_Document text_:
+ + + + +

The home page for Barron’s online this morning is an instructive sign of the times. One of the lead articles is headlined thus: “Investors Regain Interest in U.S. Stocks,” going on to talk about a $4.6 billion of net inflows into global equity ETFs and mutual funds in the past week. Just two articles below that happy headline is a somewhat more dour take on things: “Unprecedented Outflows from U.S. Stocks Could Leave Remaining Investors Holding the Bag.” It may be the best of times, it may be the worst of times, but in any case it does appear to be a remarkably confusing time.
With that confusion in mind, let us consider Brazil. The once-high flying South American bellwether is rarely far from the top of the headline stream in both the financial and the political sections of major media outlets. Investors with the stomach for event risk, though, have little to complain about in the first quarter-and-a-bit of this year. The chart below shows the price performance of the domestic Bovespa stock index for the year to date.
No Country for the Weak of Heart
The Bovespa is up an impressive 37 percent from its low for the year reached on January 26. Over the course of this rally we have learned the following pieces of information about Brazil: Real GDP in 2015 fell by 3.8 percent, the most in 25 years; the magnitude of GDP decline from peak to trough is 7.2 percent, the worst since the 1930s; and the economy is set to shrink another four percent in 2016. Inflation is over 10 percent, and the total public debt to GDP is over 70 percent, a level not compatible with the country’s existing socio-economic commitments.

+ + + + +

_Activity list_:
a – Please quote everything in the commentary on Brazil's markets from "The home page" down to "remarkably confusing time.".
b – List every percentage figure that appears in the commentary on Brazil's markets.
c – Carry on with the commentary on Brazil's markets, starting after its last sentence.

+ + + + +

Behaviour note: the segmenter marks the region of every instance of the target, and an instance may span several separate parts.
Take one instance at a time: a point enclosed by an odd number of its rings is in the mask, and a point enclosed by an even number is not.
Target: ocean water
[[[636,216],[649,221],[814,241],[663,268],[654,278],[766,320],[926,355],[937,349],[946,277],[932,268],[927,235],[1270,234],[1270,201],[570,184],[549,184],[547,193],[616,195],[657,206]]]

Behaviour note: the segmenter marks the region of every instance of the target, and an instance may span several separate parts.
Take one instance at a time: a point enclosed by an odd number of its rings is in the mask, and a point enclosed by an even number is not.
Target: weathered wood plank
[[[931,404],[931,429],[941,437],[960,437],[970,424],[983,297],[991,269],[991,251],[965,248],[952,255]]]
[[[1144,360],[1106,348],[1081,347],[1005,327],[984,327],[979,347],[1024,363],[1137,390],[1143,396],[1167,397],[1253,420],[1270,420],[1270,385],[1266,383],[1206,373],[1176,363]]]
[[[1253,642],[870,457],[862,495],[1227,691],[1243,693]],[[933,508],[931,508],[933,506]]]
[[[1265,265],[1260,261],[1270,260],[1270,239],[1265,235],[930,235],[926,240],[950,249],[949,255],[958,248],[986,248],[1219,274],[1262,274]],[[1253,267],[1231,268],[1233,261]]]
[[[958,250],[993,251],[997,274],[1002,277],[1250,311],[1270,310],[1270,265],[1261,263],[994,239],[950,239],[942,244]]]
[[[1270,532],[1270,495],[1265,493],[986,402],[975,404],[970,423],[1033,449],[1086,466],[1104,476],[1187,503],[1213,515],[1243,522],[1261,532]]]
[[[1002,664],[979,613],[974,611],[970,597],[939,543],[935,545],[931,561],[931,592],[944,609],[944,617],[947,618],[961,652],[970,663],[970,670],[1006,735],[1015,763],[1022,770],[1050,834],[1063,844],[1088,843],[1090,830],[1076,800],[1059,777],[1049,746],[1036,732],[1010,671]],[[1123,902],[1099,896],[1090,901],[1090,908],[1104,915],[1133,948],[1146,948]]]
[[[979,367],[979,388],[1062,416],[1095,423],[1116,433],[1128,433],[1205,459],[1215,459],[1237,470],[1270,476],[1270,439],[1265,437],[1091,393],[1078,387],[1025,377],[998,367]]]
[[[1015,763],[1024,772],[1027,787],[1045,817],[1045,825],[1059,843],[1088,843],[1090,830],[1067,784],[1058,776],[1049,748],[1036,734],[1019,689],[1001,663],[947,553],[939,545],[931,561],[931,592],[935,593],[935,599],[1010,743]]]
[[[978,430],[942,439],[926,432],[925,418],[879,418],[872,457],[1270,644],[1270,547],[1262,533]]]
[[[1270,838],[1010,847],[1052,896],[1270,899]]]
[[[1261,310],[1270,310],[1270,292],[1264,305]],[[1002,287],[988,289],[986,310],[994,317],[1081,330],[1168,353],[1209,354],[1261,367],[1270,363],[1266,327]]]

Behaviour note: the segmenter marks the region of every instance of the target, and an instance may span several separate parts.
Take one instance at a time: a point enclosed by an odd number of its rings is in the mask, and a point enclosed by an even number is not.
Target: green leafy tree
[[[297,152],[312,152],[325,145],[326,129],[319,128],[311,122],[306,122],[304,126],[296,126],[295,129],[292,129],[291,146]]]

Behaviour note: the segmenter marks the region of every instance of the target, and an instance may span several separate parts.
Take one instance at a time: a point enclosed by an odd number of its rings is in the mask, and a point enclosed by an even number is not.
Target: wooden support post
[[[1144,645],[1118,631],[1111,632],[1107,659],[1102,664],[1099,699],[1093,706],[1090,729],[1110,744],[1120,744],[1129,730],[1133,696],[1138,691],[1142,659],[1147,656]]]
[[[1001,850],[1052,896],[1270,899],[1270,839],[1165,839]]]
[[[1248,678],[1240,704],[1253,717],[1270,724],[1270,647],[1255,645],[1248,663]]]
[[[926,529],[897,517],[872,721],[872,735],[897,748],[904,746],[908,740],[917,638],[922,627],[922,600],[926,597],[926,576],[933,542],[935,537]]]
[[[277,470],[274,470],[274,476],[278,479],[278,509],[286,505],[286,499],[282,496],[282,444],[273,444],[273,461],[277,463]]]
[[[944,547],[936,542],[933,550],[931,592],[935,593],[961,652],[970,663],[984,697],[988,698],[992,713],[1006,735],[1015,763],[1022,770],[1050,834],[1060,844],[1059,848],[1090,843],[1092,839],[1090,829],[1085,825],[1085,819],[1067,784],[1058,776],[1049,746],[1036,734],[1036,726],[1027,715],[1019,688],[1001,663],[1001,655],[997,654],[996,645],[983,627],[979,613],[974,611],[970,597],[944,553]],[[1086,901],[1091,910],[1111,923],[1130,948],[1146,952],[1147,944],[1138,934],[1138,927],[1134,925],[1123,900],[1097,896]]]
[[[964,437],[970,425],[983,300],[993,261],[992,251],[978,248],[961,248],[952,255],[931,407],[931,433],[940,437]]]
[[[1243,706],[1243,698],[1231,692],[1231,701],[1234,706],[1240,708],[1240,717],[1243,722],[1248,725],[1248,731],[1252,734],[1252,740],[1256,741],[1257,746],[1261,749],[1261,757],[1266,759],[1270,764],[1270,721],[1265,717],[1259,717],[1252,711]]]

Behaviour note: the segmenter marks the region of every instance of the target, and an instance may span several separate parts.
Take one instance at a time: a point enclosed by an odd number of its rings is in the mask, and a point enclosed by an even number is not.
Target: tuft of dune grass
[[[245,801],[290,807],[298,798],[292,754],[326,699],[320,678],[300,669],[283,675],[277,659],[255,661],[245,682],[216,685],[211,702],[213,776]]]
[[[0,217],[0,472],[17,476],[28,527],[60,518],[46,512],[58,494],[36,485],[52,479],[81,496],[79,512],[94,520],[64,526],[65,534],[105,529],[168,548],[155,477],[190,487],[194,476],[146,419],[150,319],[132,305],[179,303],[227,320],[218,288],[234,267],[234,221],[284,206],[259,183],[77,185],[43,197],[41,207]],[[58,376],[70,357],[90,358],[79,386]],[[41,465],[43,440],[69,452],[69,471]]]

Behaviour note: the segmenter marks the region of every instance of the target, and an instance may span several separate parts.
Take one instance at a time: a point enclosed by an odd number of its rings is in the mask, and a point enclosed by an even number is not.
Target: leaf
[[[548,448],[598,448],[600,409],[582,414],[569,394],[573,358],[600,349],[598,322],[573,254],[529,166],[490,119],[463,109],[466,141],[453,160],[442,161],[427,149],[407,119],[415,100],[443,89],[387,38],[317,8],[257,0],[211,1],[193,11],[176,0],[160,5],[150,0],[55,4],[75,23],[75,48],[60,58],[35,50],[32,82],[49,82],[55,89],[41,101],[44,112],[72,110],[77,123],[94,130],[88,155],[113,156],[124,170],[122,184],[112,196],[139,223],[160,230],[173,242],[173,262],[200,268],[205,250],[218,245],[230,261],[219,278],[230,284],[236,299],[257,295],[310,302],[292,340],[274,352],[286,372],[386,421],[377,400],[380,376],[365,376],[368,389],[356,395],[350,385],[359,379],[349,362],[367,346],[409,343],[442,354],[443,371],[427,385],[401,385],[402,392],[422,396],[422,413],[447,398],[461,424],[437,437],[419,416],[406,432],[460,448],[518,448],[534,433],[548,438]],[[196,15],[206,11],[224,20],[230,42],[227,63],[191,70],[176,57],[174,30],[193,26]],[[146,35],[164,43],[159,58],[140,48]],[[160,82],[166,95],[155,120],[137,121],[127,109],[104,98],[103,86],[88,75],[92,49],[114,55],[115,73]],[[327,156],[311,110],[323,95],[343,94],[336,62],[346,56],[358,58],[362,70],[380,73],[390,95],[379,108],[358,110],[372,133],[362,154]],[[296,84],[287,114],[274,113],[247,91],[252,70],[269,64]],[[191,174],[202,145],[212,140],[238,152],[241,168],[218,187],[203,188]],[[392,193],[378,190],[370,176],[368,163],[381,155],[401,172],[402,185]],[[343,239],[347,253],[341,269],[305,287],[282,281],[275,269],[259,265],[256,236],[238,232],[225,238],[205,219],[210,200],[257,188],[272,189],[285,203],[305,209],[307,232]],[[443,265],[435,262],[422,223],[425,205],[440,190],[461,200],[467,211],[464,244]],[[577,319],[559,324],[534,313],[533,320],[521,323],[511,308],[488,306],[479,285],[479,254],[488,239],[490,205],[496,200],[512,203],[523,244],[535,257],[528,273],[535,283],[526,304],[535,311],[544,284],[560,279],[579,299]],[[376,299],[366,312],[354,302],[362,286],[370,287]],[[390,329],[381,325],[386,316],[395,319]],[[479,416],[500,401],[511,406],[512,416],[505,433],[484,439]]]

+ + + + +

_Answers to the exercise_:
a –
The home page for Barron’s online this morning is an instructive sign of the times. One of the lead articles is headlined thus: “Investors Regain Interest in U.S. Stocks,” going on to talk about a $4.6 billion of net inflows into global equity ETFs and mutual funds in the past week. Just two articles below that happy headline is a somewhat more dour take on things: “Unprecedented Outflows from U.S. Stocks Could Leave Remaining Investors Holding the Bag.” It may be the best of times, it may be the worst of times, but in any case it does appear to be a remarkably confusing time.

b – 37 percent, 3.8 percent, 7.2 percent, four percent, 10 percent, 70 percent

c –
All of which is to say nothing of the toxic political climate, long mired in a financial corruption scandal surrounding Petrobras, the national oil concern. Brazilian President Dilma Rousseff has fought attempts by opposition lawmakers to bring impeachment charges against her for some time. She appears to be losing the fight with the defection of three political parties from the coalition led by her Workers’ Party (PT), most notable of which is the Brazilian Democratic Movement (PMDB) led by Michel Temer. With polls showing around 70 percent of the population supporting impeachment, Rousseff may find herself at least temporarily out of power before the end of this month.
Salto do Gato Morto
Given the dire state of both the economy and the political system, can the current rally in the Bovespa be anything other than a dead cat bounce (approximately translated into Portuguese above)? The bullish case would start with the observation that oversold assets will attract mean reversion at some point. The Bovespa is currently around 49 percent below the post-2008 high reached in November 2010. Does that qualify as “oversold”? Perhaps yes, if one assumes that the likelihood of a Dilma Rousseff exit – with PMDB head Temer as the potential replacement – is fully priced into current levels. This outlook would also be premised on the view that the wrenching GDP retreat will bottom out in 2016, that a weak currency will give a tailwind to exports and that a stabilization in commodity prices will boost the economically important resource sector.
Of course there is no certainty that events will play out to such a tidy resolution of the current problems. The PMDB is hardly a squeaky-clean political establishment; six of its members including both the upper house and lower house speakers are under investigation in the Petrobras affair. Nearly 60 percent of the Congress is under some form of criminal investigation for a range of misdeeds including homicide. On the economic side of things the banking system, which has stayed relatively intact amidst the general gloom, may be vulnerable (especially the large public sector banks) to growing capital adequacy pressures if the recession doesn’t trough in the near term.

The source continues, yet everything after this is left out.